■ GESTELLTE AUFGABE A
Wem wurde laut dem Abschnitt über die Erklärung und das paneuropäische Picknick die Schirmherrschaft über das Picknick übertragen?
■ GESTELLTE AUFGABE B
Führe den Abschnitt über die Erklärung und das paneuropäische Picknick im Anschluss an seinen letzten Satz weiter.

■ AUSGEWÄHLTER ABSCHNITT
Eppelmann sagte, die Zusammenarbeit habe sich bewährt und solle fortgesetzt werden. Die Erklärung sei nötig gewesen, weil "engagierte Deutsche aus traurigem Anlass über die Grenzen hinweg ein gemeinsames Wort formulieren wollten". Fischer, stellvertretender Vorsitzender der Liberalen in Hannover, meinte, gerade angesichts der anhaltenden Ausreisewelle müsse denen der Rücken gestärkt werden, "die sich in der DDR teilweise seit Jahren vergeblich um Reformen mühten".

Im der dreiteiligen Erklärung selbst werden "Lehren für die Zukunft" dargestellt, die die Unterzeichner "unabhängig von der jeweiligen staatlichen Zugehörigkeit" ziehen. Darunter heißt es: "Verachtung von Menschenrechten und Unterdrückung Andersdenkender muss entschieden begegnet werden. Menschenrechte sind unveräußerlich. Deshalb sollen sie für alle Menschen durchgesetzt werden, damit immer auch oppositionelle Kräfte Kontrollmechanismen bilden können."
(die tageszeitung, Sa. 19.08.1989)

Bei Sopron an der ungarisch-österreichischen Grenze gegenüber dem österreichischen Ort St. Margarethen im Burgenland findet ein "paneuropäischen Picknick" statt. Die Schirmherrschaft wurde dem CSU Abgeordneten im Europaparlament Otto von Habsburg von der Paneuropa-Union übertragen.

■ DATENAUSZÜGE
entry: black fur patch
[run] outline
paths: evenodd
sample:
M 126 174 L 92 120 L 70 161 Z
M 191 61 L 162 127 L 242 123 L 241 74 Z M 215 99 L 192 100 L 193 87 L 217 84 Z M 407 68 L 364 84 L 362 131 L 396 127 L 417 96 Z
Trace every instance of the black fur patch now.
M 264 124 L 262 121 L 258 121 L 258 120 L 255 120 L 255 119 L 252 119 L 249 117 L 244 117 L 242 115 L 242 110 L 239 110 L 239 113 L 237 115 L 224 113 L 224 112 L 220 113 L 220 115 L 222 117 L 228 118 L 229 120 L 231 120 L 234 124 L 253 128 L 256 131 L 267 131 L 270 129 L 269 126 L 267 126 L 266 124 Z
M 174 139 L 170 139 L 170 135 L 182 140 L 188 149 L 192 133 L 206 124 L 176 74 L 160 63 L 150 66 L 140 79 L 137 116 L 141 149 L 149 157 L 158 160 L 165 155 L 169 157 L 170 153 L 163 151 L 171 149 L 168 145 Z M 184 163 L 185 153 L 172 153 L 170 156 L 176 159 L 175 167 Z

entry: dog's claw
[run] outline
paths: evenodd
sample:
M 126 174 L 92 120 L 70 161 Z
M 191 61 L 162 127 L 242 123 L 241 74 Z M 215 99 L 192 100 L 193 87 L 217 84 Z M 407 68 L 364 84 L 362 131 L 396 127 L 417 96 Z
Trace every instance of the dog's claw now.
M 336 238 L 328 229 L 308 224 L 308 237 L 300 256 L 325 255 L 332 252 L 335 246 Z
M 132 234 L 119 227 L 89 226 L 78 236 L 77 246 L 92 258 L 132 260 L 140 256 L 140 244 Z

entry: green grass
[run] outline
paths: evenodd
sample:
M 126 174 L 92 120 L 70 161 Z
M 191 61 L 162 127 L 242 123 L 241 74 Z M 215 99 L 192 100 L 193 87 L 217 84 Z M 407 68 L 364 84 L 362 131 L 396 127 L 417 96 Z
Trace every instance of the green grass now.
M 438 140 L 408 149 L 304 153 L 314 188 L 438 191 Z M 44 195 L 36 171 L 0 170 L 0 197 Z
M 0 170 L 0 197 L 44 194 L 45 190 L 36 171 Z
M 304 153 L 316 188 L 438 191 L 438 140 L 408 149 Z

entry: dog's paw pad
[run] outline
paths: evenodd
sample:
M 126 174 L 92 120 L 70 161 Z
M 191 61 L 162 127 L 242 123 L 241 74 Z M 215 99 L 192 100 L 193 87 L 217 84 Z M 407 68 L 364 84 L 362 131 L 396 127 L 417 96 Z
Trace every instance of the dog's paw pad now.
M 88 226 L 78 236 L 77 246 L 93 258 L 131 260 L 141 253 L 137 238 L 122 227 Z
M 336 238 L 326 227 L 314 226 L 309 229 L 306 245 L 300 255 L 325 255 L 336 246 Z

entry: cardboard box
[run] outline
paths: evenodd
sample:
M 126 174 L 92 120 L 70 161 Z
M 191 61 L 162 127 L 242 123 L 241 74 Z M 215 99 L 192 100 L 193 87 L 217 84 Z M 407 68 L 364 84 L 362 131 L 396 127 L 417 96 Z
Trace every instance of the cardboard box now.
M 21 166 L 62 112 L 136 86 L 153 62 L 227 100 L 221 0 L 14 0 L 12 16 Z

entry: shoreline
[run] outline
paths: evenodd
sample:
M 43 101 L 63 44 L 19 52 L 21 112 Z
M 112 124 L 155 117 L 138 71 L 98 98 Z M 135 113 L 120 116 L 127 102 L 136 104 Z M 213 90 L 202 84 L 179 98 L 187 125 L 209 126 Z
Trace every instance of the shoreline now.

■ ANTWORT ZUR AUFGABE A
Die Paneuropa-Union übertrug sie dem CSU-Abgeordneten im Europaparlament Otto von Habsburg.

■ ANTWORT ZUR AUFGABE B
Im Vorfeld wurden rund 3 000 Flugblätter, die Hälfte in ungarischer und deutscher Sprache, verteilt. In anderen Sprachen nicht. Für Menschen aus anderen Staaten war kein Platz beim Picknick vorgesehen. Das Öffnen der Grenze für sie nach Österreich erst recht nicht.

661 DDR-Bürger nutzen die kurze Grenzöffnung für einen Grenzübertritt nach Österreich.

Der DDR-Botschafter in Ungarn schreibt später:

"Ursprünglich hatte auch ich eine Einladung zum Picknick nahe Sopron erhalten, wurde aber kurz vorher von den Organisatoren mit tausendfachen Entschuldigungen für die 'technische Panne' von der ungarisch-österreichischen Grenze wegkomplimentiert und zu einem Picknick an der slowakischen Grenze eingeladen."
(Gerd Vehres in: Der Letzte macht das Licht aus. Wie DDR-Diplomaten das Jahr 1990 im Ausland erlebten. edition ost im Verlag das neue Leben, 2. korr. Auflage 2001, herausgegeben von Birgit Malchow, S. 108)

Die ersten Flüchtlingslager in Ungarn werden eröffnet. In der Zugliget-Kirche und im Pionierlager Csilleberg.